__RECORDS PROVIDED__.
===
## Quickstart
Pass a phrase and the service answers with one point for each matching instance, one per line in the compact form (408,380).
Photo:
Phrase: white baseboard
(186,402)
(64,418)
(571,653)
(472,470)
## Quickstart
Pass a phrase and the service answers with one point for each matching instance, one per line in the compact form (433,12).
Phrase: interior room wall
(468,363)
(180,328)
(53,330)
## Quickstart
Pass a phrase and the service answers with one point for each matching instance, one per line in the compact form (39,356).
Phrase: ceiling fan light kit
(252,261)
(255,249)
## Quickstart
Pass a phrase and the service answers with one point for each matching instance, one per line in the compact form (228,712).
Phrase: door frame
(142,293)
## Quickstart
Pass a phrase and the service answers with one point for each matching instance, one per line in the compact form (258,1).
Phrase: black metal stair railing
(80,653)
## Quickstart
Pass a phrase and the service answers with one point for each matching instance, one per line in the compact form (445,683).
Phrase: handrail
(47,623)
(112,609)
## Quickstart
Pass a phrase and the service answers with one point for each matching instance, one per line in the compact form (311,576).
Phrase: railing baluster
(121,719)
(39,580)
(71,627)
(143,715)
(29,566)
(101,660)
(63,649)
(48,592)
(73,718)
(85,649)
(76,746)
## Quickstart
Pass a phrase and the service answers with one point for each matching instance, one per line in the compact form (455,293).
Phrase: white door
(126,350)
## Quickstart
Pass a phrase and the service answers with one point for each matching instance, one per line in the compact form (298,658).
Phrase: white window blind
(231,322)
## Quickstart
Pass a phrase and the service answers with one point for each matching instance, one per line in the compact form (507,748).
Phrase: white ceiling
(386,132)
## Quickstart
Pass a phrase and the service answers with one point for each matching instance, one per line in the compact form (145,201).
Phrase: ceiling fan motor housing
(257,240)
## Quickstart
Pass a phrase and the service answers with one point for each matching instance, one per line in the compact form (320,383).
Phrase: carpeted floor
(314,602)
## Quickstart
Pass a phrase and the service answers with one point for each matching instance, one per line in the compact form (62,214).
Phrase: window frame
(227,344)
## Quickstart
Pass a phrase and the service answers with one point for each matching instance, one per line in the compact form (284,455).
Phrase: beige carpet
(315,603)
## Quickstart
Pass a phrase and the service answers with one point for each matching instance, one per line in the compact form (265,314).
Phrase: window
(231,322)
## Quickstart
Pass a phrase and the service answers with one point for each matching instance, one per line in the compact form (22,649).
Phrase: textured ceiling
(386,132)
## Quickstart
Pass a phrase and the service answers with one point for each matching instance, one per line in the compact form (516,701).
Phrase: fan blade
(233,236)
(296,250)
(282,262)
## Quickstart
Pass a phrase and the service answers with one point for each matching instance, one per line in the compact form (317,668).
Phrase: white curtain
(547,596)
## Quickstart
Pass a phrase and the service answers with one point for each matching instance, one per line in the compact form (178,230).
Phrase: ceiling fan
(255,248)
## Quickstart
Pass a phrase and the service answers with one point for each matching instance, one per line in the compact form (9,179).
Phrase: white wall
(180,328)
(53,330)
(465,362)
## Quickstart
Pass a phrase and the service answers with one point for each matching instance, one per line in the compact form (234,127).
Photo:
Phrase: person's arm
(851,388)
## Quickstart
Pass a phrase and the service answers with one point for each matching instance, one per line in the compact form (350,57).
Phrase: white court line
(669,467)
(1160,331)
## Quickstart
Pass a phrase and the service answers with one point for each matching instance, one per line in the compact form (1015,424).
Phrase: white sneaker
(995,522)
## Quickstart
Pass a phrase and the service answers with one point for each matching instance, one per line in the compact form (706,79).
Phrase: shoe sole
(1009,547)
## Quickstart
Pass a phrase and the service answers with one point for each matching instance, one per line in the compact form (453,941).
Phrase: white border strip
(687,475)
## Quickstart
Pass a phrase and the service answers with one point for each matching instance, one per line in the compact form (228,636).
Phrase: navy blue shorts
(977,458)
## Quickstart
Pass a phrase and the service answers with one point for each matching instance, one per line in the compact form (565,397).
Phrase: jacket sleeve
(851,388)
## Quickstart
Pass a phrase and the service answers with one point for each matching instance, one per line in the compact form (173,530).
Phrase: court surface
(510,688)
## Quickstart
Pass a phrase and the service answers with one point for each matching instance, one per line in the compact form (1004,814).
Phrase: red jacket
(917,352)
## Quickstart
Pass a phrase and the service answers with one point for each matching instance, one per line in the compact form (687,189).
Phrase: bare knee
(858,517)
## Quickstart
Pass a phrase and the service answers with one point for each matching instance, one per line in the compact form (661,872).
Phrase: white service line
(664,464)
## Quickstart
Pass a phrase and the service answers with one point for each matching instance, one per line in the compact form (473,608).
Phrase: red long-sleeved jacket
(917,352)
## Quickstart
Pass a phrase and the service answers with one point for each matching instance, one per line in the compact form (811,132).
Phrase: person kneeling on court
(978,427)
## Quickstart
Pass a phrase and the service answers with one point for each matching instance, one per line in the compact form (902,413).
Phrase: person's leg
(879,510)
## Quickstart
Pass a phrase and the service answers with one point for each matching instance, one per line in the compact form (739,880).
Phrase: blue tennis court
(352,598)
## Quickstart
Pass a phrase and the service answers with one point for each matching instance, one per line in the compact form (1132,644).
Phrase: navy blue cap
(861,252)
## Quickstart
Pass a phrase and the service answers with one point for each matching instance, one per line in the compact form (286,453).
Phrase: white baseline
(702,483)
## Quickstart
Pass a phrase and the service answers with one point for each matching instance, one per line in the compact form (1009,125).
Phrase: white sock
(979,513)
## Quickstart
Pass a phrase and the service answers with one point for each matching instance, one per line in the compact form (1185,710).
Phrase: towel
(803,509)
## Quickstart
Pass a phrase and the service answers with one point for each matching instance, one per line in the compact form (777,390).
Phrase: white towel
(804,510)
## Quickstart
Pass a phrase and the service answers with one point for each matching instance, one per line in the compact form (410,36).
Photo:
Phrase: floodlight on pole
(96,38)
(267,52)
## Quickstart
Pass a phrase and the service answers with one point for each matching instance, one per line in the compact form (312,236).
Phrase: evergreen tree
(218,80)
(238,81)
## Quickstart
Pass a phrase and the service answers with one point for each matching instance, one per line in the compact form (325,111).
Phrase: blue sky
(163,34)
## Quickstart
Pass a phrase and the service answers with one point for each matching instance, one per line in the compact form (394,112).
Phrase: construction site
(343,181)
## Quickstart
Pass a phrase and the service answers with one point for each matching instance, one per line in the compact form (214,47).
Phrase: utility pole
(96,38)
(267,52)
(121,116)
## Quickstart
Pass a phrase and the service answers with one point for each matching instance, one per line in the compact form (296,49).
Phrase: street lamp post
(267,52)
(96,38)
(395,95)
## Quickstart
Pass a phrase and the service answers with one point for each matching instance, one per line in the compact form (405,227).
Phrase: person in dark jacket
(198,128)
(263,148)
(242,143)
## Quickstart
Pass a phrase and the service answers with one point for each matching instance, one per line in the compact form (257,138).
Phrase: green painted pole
===
__WHAT NEEDS TO BE DONE__. Would you transcribe all of the data, keeping each line exact?

__PROBLEM SOLUTION__.
## Quickstart
Pass a phrase and the service answers with one point for each matching instance, one per line in the compact form (408,380).
Photo:
Phrase: white baseboard
(186,402)
(64,418)
(571,653)
(472,470)
## Quickstart
Pass a phrase and the service answers with one point for each matching instance, one per line in the compact form (433,12).
Phrase: interior room wall
(468,363)
(180,328)
(53,330)
## Quickstart
Pass a phrase and the service answers with one point for each matching instance, one per line in the compact form (39,356).
Phrase: ceiling fan light kit
(252,261)
(255,249)
## Quickstart
Pass a phrase and the service answers with one point for each matching instance, one per line in the compact form (228,712).
Phrase: door frame
(142,293)
## Quickstart
Pass a phrase and the service answers with one point for each matching instance, one per line in the compact form (258,1).
Phrase: black metal stair railing
(80,653)
## Quickstart
Pass a phrase and the service answers with one point for each matching instance, one per line in the compact form (445,683).
Phrase: handrail
(47,623)
(112,609)
## Quickstart
Pass a phrase and the service answers with one point for each matching instance, one per line in the compact form (311,576).
Phrase: railing baluster
(121,719)
(39,580)
(71,627)
(143,715)
(29,566)
(101,660)
(63,649)
(48,592)
(73,718)
(85,649)
(76,746)
## Quickstart
Pass a phrase and the service answers with one point for each matching instance, one per line in the compact form (455,293).
Phrase: white door
(126,350)
## Quickstart
Pass a phrase and the service answers with one point for each matching instance, one per line in the compact form (298,658).
Phrase: white window blind
(231,322)
## Quickstart
Pass a phrase and the service answers with one point for each matching instance, one per line in the compact form (507,748).
Phrase: white ceiling
(386,132)
## Quickstart
Pass a phrase and the service answers with one point for each matching instance, one per line in the compact form (145,201).
Phrase: ceiling fan motor housing
(257,240)
## Quickstart
Pass a phrase and the service answers with one point for each matching instance, one per line in the compact form (320,383).
Phrase: carpeted floor
(314,602)
## Quickstart
Pass a phrase and the service answers with one point for each matching instance, one per line in the compact form (62,214).
Phrase: window frame
(227,344)
## Quickstart
Pass a phrase and the service answers with one point for each matching instance, one per line in the compact form (284,455).
Phrase: beige carpet
(315,603)
## Quickstart
Pass a phrase and the service answers with one point for each matching instance, one per line in the compact form (265,314).
Phrase: window
(231,322)
## Quickstart
Pass a phrase and the service answers with one point for each matching instance, one per line in the compact form (22,649).
Phrase: textured ceiling
(386,132)
## Quickstart
Pass a phrase and the service answers with one point for each matching instance, one per line in the compact form (516,701).
Phrase: fan blade
(233,236)
(296,250)
(282,262)
## Quickstart
Pass a phrase and the service answers with one point for each matching instance, one per line in the compact form (317,668).
Phrase: white curtain
(547,596)
## Quickstart
Pass a phrase and the service answers with one point for each matching instance, one per line in the compact form (178,230).
Phrase: ceiling fan
(255,248)
## Quickstart
Pass a phrase and the service answers with one point for each matching instance, one per line in the compact form (9,179).
Phrase: white wall
(180,328)
(53,330)
(465,362)
## Quickstart
Pass a phrase and the service answers with one point for each matching instance, one per line in the compact form (234,127).
Photo:
Phrase: person's arm
(851,388)
## Quickstart
Pass a phrase and the service answers with one point for each matching instance, one per line in the compact form (350,57).
Phrase: white court line
(669,467)
(1160,331)
## Quickstart
Pass a phrase and the service answers with one point for each matching instance, one per line in the compact form (1015,424).
Phrase: white sneaker
(995,522)
## Quickstart
Pass a phrase and the service answers with one point for each matching instance, one per line in the compact form (706,79).
Phrase: shoe sole
(1009,547)
## Quickstart
Pass a phrase and the service answers with one point for each matching instance, one per line in the compact form (453,941).
Phrase: white border strip
(687,475)
## Quickstart
Pass a phrase and the service answers with one point for each matching instance, one per line in the compact form (228,636).
Phrase: navy blue shorts
(977,458)
## Quickstart
Pass a phrase and the service answers with one point for each matching instance, one per line in the compact form (565,397).
Phrase: jacket sleeve
(851,388)
## Quickstart
Pass a phrase and the service answers with one point for each matching instance, one per line in the compact form (173,530).
Phrase: court surface
(510,688)
## Quickstart
Pass a phrase and the service answers with one point for each matching instance, one per line in the compact form (1004,814).
Phrase: red jacket
(917,352)
## Quickstart
Pass a phrase and the service answers with one point for each matching instance, one per line in the compact form (687,189).
Phrase: bare knee
(858,517)
## Quickstart
Pass a phrase and the service answers with one point for each matching instance, one per line in the compact form (661,872).
Phrase: white service line
(664,464)
## Quickstart
Pass a phrase and the service answers with one point for each matching instance, one per line in the compact form (473,608).
Phrase: red long-sleeved jacket
(917,352)
## Quickstart
Pass a phrase and the service answers with one point for each matching instance, one per line in the compact form (811,132).
Phrase: person kneeling on court
(978,427)
## Quickstart
Pass a phrase and the service answers with one point for each matching instance, one per line in the compact form (902,413).
Phrase: person's leg
(879,510)
## Quickstart
Pass a phrase and the service answers with one point for each matching instance, one per line in the compact form (739,880).
Phrase: blue tennis court
(352,598)
## Quickstart
Pass a phrase and the service answers with one point for each matching instance, one per line in the compact form (1132,644).
Phrase: navy blue cap
(861,252)
## Quickstart
Pass a phrase and the service answers with one point for each matching instance, one per line in the compact form (286,453).
Phrase: white baseline
(702,483)
## Quickstart
Pass a phrase and the service answers with one point for each matching instance, one per line in the compact form (1009,125).
Phrase: white sock
(979,513)
## Quickstart
Pass a phrase and the service answers with one point for each matching instance, one per line in the compact form (1185,710).
Phrase: towel
(803,509)
## Quickstart
Pass a phrase and the service answers with one point for each matching instance, one per line in the compact form (777,390).
Phrase: white towel
(804,510)
## Quickstart
Pass a phrase and the service answers with one point for each matching instance, one per line in the compact form (410,36).
Photo:
Phrase: floodlight on pole
(96,38)
(267,52)
## Quickstart
Pass a phrase and the service answers with one point for each matching instance, one per line in the compact form (312,236).
Phrase: evergreen tree
(218,80)
(238,81)
## Quickstart
Pass a phrase and the service answers with one point for each matching instance, one per line in the compact form (325,111).
Phrase: blue sky
(163,34)
## Quickstart
Pass a phrase and the service answers with one point for each matching instance, one per line in the compact form (394,112).
Phrase: construction site
(343,181)
## Quickstart
Pass a phrase and the service answers with one point for each matching instance, one per line in the compact form (214,47).
Phrase: utility pole
(96,38)
(267,52)
(121,116)
## Quickstart
Pass a phrase and the service answers with one point for each matching instance, one per line in the compact form (296,49).
Phrase: street lamp post
(267,52)
(96,38)
(395,95)
## Quickstart
Pass a phrase and the service answers with one point for each matching instance, one per line in the compact form (405,227).
Phrase: person in dark jacket
(198,128)
(263,148)
(242,143)
## Quickstart
Pass a phrase and the service answers with one point for each matching instance, one per line in the compact form (257,138).
Phrase: green painted pole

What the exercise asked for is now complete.